▶ _SOURCE DATA_
══════════════════════════════
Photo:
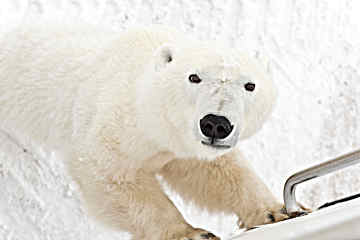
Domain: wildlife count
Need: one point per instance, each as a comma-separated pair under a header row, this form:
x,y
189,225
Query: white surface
x,y
340,221
314,55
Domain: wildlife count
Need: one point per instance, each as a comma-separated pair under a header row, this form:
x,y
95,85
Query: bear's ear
x,y
164,55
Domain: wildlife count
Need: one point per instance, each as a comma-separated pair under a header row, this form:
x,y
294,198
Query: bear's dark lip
x,y
215,145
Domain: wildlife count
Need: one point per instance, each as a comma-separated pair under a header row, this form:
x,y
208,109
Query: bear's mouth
x,y
215,145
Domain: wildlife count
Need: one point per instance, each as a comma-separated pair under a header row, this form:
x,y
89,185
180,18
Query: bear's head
x,y
199,101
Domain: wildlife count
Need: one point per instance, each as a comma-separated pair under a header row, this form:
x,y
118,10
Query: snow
x,y
313,52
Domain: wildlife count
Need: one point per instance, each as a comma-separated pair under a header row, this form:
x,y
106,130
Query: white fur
x,y
119,111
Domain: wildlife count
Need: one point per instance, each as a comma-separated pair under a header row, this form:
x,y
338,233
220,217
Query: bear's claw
x,y
199,234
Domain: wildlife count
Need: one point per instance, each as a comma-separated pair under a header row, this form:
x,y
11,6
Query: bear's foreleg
x,y
226,184
136,205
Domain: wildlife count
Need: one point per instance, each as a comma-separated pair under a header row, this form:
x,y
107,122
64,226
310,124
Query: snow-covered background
x,y
313,49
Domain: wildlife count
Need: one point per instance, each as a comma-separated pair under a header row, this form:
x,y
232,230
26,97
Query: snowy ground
x,y
313,49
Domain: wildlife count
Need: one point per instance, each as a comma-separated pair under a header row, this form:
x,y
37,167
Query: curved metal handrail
x,y
291,206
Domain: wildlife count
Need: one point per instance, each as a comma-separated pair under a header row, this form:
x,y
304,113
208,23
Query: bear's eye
x,y
250,86
194,78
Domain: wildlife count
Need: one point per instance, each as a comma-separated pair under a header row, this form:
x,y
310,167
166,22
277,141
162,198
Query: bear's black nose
x,y
215,127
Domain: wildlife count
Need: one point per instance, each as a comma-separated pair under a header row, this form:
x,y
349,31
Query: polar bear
x,y
123,108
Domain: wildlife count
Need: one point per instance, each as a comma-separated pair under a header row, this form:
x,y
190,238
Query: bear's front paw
x,y
190,233
263,216
199,234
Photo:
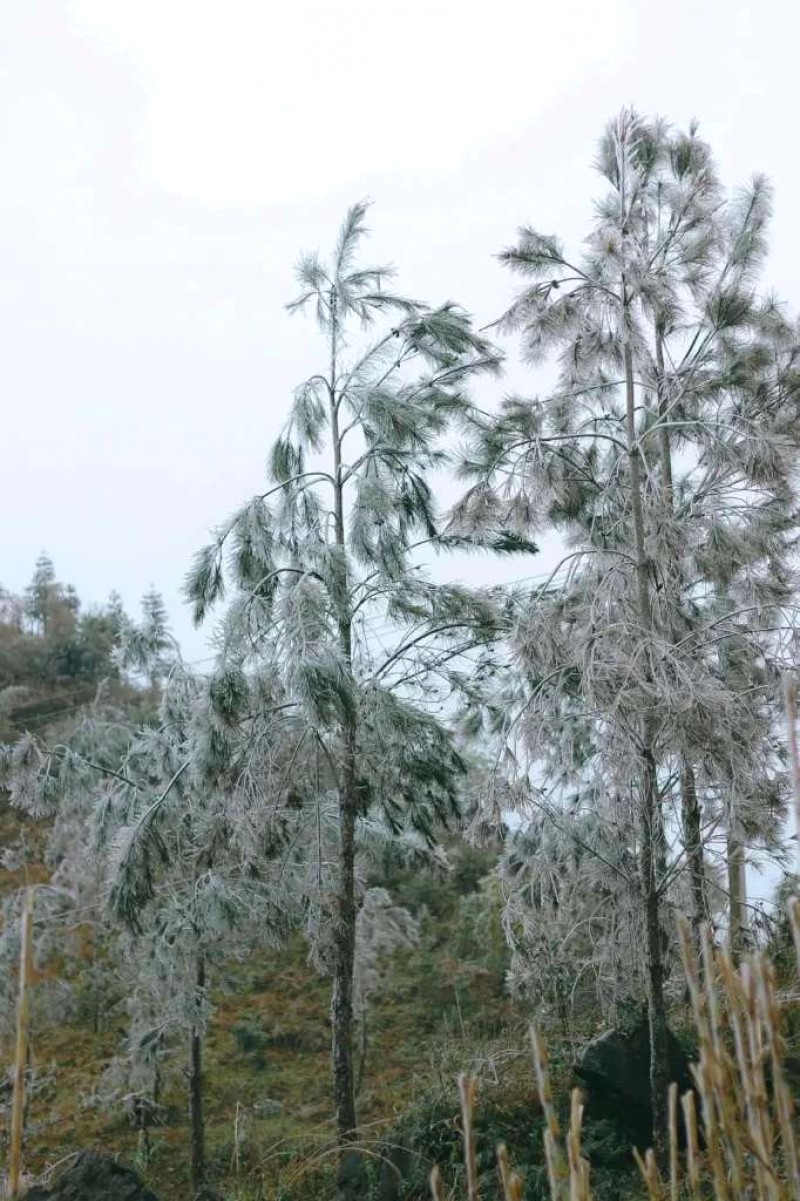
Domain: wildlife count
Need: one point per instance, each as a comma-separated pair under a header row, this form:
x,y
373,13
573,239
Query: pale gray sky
x,y
163,161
══════════════════════════════
▶ _INSTRUCTIONS FOR THE TASK_
List every line of the records that contains the word "white", copying each one in full and treating case as significant.

▶ _SOLUTION TO THE EXERCISE_
Query: white surface
Query: white fur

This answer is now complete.